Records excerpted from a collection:
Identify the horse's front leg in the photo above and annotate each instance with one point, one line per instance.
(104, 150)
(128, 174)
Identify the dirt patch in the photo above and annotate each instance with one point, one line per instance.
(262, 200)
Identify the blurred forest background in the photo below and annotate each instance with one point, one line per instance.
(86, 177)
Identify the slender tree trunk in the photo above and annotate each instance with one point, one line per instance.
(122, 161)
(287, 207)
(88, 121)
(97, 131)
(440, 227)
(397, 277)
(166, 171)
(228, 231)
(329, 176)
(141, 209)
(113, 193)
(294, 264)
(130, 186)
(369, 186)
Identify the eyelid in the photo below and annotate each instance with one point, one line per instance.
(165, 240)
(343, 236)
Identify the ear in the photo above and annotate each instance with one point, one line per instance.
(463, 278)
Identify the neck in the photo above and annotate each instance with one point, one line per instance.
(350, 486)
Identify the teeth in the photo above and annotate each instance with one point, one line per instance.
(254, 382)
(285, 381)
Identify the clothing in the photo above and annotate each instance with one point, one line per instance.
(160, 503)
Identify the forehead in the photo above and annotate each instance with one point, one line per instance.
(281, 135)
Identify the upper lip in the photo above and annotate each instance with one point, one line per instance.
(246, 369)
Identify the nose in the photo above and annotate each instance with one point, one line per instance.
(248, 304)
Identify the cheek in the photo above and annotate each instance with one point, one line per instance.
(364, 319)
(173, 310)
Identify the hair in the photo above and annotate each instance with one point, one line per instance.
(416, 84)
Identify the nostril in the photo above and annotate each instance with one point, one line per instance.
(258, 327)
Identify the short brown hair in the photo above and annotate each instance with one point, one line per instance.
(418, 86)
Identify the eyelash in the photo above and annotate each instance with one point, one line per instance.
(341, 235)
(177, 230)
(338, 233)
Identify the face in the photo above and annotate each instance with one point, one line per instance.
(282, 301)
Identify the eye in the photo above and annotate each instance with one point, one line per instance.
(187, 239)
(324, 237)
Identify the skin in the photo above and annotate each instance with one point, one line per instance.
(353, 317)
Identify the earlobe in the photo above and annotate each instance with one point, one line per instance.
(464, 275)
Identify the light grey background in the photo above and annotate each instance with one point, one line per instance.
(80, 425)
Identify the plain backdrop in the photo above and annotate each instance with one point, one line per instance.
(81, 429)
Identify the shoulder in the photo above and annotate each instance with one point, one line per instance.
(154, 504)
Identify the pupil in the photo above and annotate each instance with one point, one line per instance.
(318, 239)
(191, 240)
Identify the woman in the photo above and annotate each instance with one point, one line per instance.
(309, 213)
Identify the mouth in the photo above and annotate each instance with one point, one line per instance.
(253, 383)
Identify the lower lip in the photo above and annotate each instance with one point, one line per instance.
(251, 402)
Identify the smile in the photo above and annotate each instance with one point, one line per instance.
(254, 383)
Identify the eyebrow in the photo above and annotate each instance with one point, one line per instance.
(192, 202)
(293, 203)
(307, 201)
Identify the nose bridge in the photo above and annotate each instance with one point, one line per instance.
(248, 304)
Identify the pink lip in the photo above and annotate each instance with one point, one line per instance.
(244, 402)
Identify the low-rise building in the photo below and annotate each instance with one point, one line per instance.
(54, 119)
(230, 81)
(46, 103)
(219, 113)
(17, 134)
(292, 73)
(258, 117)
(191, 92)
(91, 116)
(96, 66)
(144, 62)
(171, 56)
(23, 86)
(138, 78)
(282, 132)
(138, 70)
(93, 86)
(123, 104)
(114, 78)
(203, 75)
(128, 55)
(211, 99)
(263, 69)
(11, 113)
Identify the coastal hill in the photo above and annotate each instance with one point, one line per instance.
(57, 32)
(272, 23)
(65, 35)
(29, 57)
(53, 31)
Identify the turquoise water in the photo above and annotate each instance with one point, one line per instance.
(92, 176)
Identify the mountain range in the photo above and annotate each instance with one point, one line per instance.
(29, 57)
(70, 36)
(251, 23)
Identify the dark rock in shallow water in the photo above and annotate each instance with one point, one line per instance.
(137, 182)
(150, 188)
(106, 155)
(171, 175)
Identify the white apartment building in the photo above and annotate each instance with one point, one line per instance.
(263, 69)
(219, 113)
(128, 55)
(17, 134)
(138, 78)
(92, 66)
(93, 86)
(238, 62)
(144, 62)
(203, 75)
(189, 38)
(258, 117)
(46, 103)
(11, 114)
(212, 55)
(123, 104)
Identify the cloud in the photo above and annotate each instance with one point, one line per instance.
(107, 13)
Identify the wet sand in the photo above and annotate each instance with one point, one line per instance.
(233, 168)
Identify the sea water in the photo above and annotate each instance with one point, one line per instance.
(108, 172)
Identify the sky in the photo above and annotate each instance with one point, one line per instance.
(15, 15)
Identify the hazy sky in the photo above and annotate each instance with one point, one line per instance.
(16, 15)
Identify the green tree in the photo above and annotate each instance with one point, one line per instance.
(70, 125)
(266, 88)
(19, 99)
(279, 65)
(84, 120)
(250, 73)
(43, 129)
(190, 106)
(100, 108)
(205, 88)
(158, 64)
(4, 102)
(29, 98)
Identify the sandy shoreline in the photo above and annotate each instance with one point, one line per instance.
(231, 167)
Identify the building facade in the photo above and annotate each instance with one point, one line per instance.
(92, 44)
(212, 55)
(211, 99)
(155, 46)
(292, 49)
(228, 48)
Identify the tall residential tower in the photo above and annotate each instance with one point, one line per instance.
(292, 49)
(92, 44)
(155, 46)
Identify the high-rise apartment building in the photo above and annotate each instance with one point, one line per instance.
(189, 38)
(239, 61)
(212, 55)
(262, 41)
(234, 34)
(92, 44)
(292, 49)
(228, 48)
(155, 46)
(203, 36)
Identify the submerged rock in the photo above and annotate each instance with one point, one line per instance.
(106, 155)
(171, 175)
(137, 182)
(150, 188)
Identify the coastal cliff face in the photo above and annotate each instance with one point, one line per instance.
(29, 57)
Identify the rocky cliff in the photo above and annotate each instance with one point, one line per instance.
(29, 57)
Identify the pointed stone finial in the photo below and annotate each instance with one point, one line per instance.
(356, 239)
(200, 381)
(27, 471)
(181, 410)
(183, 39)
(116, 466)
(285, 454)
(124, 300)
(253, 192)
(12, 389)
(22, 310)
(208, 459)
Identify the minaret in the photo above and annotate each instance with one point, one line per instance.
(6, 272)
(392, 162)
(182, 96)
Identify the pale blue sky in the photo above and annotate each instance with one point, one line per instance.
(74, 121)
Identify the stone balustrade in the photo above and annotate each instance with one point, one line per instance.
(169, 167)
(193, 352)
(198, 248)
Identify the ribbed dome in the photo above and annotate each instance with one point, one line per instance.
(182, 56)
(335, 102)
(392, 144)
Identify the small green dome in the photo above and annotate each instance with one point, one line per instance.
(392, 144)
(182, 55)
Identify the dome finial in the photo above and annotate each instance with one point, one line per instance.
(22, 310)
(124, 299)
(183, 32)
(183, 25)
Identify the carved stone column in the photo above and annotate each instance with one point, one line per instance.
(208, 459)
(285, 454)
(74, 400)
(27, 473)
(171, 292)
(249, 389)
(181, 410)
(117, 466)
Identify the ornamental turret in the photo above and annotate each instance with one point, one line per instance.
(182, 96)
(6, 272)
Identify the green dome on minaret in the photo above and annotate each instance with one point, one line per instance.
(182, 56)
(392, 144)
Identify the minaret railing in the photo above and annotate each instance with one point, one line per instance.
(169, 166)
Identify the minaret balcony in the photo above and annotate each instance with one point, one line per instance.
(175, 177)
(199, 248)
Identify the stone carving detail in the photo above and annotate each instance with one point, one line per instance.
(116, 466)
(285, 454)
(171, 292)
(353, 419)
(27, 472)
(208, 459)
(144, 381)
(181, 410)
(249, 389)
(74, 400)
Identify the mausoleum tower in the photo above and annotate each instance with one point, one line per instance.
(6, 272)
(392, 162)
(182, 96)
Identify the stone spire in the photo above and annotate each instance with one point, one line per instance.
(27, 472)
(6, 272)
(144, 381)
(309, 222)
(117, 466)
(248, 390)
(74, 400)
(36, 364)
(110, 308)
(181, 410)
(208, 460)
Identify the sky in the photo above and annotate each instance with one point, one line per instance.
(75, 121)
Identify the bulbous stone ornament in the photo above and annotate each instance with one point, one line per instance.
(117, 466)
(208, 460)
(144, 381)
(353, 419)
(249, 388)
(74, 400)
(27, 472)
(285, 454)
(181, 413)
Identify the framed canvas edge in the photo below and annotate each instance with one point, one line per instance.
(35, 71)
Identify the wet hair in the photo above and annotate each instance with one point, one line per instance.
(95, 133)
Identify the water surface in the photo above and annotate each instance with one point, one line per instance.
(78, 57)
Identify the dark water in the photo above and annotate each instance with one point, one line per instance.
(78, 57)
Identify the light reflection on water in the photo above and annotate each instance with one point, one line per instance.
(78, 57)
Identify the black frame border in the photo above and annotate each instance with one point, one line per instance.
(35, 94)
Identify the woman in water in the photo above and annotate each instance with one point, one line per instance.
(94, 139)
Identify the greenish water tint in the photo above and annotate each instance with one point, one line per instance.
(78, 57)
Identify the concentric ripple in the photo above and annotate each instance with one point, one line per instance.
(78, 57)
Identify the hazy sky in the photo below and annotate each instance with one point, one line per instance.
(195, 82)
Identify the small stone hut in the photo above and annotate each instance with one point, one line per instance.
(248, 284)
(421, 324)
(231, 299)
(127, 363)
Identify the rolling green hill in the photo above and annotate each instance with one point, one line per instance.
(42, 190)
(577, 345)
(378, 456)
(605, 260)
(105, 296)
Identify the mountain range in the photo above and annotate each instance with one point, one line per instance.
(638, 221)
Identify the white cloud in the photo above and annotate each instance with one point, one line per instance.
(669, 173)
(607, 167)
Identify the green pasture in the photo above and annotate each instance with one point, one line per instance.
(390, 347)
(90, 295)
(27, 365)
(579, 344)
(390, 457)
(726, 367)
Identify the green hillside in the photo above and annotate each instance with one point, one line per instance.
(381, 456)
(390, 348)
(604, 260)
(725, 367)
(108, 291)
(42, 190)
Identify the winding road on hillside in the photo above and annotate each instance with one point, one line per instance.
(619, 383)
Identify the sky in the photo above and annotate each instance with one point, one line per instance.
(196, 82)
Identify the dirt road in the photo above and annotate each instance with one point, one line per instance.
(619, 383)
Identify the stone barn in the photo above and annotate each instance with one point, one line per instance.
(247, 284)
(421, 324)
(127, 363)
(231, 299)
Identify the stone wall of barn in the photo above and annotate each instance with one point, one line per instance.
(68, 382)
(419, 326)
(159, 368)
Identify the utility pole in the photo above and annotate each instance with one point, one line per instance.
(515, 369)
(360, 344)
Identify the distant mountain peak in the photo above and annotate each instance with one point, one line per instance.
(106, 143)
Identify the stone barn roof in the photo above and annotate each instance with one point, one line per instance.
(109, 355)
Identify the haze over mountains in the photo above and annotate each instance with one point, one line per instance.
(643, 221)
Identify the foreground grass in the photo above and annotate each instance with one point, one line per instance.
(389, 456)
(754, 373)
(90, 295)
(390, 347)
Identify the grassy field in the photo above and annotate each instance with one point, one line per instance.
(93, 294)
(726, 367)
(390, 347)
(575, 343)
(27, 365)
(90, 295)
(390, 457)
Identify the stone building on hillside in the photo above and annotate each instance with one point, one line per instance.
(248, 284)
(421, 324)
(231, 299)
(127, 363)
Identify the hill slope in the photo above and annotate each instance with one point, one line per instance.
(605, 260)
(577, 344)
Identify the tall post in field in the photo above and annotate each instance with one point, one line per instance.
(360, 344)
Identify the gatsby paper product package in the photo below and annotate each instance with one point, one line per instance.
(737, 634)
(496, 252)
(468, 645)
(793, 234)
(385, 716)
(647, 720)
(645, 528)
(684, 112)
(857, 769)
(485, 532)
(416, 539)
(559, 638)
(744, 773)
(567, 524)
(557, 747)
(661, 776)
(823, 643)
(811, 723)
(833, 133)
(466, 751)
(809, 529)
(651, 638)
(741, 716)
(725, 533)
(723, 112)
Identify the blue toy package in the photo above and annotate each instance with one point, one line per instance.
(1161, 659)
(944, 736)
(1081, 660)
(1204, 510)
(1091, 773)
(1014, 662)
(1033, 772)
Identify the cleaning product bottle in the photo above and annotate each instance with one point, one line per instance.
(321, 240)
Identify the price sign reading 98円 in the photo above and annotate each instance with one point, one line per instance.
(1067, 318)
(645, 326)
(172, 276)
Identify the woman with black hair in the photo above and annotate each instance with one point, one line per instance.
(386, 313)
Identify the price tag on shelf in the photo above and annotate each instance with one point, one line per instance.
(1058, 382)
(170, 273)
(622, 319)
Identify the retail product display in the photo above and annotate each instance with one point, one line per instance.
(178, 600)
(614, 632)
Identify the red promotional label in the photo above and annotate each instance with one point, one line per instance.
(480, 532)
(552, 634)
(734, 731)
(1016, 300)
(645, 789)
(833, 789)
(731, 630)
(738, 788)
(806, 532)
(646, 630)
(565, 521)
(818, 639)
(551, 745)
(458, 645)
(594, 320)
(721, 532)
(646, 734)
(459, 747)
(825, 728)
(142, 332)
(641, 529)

#### [What this task involves]
Retype nothing except the lines from the line holding "Identify the woman with" through the last line of the entries, both included.

#### [Final result]
Identify the woman with black hair in the photo above and annotate each instance with one point, one line per instance.
(386, 313)
Identify the price tag on shelf in the photo above and annotate each instance with one point, one line per instance.
(1058, 382)
(170, 273)
(622, 319)
Identify the retail product display in the photo above and annotate each instance with one point, one line per instance.
(178, 600)
(614, 632)
Identify the red promotional label in the photo above and annotate each instance with one point, one line per instance.
(480, 532)
(552, 634)
(734, 731)
(1016, 300)
(645, 789)
(833, 789)
(731, 630)
(738, 788)
(806, 532)
(646, 630)
(565, 521)
(818, 639)
(551, 745)
(458, 645)
(594, 320)
(721, 532)
(646, 734)
(459, 747)
(825, 728)
(142, 332)
(641, 529)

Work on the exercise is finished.